**Task requirements**
**A)** Reproduce the passage on appraisal and bias from "Thanks to Daniel" to "way humans think.".
**B)** In the stored rows, recast the lines from the one with "For each <instance>, the" to the one with "positive clicks: (438, 45)" as a JSON list of strings. Use one string per line, include both end lines, and omit blank lines.

**Document text**

****************

One reason is that claims of bias are antithetical to what appraisers do. (In case you’re interested, philosophers and linguists call this a “failure of presupposition,” and it is hard to address because it assumes something that is not actually the case.) As of now, the public is hearing from the media and politicians about a certain terrible kind of bias. What they need to know is that professional real estate appraisal has long been built on eliminating all kinds of irrational bias. Appraisers, ironically, have been ahead of the curve in working continuously to identify and eliminate every kind of bias from their professional analysis.

Thanks to Daniel Kahneman, who died recently at the age of 90, and his partner Amos Tversky, the scientific community has recognized for over half a century that there is a normal human tendency toward bias, which they termed “cognitive bias.” Their research showed that cognitive bias is part of the way all our brains work normally. In fact, our survival depends upon it.

These Nobel Prize winners (followed by several more in the following decades) demonstrated that our rationality is a myth and bias is the norm, and it has been a good thing for humans, evolutionarily speaking, because bias allows us to not have to think too much in cases where a quick judgment increases our odds of survival. Roughly defined as “any predictable error that inclines your judgment in a particular direction,” bias is a natural feature of the way humans think.

****************

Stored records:
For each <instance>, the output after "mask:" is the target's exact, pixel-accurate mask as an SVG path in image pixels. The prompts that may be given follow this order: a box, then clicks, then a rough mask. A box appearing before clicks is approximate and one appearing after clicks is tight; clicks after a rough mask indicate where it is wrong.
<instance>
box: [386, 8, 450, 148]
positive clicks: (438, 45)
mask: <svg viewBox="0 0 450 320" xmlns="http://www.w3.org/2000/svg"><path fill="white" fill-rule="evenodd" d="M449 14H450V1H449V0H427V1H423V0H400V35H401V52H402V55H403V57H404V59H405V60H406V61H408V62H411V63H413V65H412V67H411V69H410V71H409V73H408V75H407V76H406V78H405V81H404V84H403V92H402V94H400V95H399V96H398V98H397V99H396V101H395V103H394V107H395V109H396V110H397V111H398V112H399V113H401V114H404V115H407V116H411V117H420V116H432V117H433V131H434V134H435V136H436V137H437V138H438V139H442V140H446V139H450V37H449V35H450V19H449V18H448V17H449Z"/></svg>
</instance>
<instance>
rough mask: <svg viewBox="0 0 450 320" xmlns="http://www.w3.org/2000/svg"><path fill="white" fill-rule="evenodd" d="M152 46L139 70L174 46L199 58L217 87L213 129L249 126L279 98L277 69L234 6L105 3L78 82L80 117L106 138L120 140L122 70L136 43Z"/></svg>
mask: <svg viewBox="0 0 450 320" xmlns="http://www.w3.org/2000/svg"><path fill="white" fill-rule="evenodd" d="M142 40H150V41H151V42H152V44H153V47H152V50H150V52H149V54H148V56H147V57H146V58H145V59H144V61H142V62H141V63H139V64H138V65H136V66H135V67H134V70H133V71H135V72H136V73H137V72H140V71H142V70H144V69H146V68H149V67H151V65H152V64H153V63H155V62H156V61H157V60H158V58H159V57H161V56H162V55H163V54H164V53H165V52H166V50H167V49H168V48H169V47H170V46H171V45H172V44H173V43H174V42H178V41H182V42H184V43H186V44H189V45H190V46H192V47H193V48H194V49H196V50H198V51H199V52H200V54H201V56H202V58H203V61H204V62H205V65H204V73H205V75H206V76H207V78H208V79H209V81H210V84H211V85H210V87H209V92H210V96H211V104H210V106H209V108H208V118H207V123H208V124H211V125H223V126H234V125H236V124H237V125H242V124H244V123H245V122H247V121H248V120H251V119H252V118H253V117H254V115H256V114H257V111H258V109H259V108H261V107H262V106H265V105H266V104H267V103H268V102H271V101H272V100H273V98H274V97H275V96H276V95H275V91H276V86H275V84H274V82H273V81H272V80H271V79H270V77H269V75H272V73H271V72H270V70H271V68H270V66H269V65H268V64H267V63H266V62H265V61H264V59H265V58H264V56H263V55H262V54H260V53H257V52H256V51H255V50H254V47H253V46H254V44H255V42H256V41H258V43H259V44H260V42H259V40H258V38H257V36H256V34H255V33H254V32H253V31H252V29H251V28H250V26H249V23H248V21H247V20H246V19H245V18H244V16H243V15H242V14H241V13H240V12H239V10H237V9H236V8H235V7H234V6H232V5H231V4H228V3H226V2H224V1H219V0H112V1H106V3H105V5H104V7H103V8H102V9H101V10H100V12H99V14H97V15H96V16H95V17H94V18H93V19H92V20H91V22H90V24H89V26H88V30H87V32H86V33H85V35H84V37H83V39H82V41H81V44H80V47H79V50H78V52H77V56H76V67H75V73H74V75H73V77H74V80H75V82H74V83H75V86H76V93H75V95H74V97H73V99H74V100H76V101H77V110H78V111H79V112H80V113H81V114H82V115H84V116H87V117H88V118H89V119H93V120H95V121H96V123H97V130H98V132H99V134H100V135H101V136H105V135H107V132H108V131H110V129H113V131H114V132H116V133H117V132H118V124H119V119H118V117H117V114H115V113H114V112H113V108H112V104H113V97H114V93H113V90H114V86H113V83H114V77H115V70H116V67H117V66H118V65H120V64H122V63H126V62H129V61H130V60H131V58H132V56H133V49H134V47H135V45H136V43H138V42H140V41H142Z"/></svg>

****************

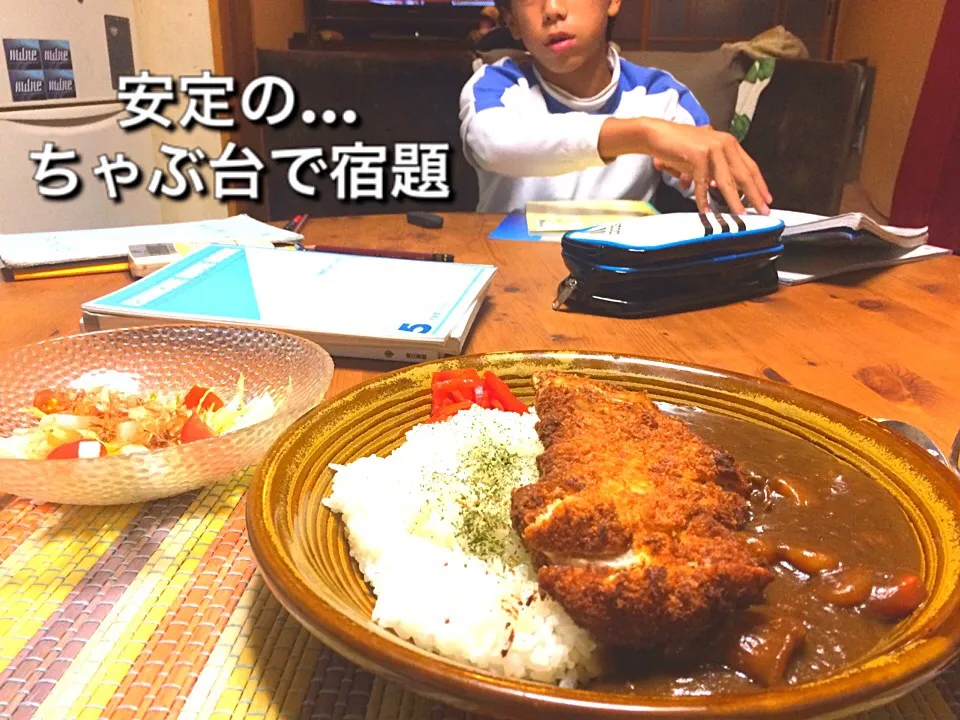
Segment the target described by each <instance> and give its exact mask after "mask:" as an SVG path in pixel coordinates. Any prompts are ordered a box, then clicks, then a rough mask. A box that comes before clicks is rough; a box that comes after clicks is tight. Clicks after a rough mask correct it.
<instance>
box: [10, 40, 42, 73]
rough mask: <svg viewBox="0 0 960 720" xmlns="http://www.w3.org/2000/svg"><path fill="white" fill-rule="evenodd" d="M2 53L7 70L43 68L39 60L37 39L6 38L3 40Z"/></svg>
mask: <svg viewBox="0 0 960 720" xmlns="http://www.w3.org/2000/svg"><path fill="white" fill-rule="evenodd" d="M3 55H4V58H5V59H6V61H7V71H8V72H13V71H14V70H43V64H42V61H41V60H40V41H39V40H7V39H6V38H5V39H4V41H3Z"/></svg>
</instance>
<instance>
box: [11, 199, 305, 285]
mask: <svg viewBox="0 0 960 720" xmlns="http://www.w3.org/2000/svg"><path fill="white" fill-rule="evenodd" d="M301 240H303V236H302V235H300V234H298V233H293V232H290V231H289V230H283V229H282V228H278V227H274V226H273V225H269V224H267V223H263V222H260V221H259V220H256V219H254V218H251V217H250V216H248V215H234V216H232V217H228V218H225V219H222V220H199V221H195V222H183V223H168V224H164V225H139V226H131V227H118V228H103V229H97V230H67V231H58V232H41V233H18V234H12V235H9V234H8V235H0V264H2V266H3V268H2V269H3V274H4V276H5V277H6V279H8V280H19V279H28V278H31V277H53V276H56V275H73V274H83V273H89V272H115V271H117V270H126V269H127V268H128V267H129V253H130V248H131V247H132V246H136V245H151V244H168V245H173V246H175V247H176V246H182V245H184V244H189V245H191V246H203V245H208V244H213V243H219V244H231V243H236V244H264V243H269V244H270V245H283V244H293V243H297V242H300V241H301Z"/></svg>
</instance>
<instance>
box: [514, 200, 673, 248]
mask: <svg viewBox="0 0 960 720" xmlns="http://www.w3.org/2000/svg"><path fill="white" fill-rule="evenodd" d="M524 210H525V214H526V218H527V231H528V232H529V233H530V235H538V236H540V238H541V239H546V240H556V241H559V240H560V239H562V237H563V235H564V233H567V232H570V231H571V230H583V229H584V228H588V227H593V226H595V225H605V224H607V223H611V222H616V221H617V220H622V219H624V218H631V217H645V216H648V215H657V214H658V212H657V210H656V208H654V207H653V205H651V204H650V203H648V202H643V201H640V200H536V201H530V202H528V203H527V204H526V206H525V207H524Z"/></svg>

****************

**Per-task answers**
**A)**
Thanks to Daniel Kahneman, who died recently at the age of 90, and his partner Amos Tversky, the scientific community has recognized for over half a century that there is a normal human tendency toward bias, which they termed “cognitive bias.” Their research showed that cognitive bias is part of the way all our brains work normally. In fact, our survival depends upon it.

These Nobel Prize winners (followed by several more in the following decades) demonstrated that our rationality is a myth and bias is the norm, and it has been a good thing for humans, evolutionarily speaking, because bias allows us to not have to think too much in cases where a quick judgment increases our odds of survival. Roughly defined as “any predictable error that inclines your judgment in a particular direction,” bias is a natural feature of the way humans think.

**B)**
[
  "For each <instance>, the output after \"mask:\" is the target's exact, pixel-accurate mask as an SVG path in image pixels. The prompts that may be given follow this order: a box, then clicks, then a rough mask. A box appearing before clicks is approximate and one appearing after clicks is tight; clicks after a rough mask indicate where it is wrong.",
  "<instance>",
  "box: [386, 8, 450, 148]",
  "positive clicks: (438, 45)"
]